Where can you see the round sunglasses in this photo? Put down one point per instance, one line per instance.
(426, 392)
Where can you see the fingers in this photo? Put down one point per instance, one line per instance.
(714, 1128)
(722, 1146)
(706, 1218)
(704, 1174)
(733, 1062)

▶ _DIRECTIONS FOR THIS TASK_
Reproduce all of the material above word for word, keeping every line and point in its original order.

▶ _OUTPUT FOR THIS TASK_
Where can you see the round sunglasses in this photo? Put down one point per instance, one line per instance.
(426, 392)
Where can you see the fingers in this photo? Put down one point per instance, one line per instance.
(714, 1128)
(722, 1146)
(706, 1218)
(704, 1174)
(733, 1062)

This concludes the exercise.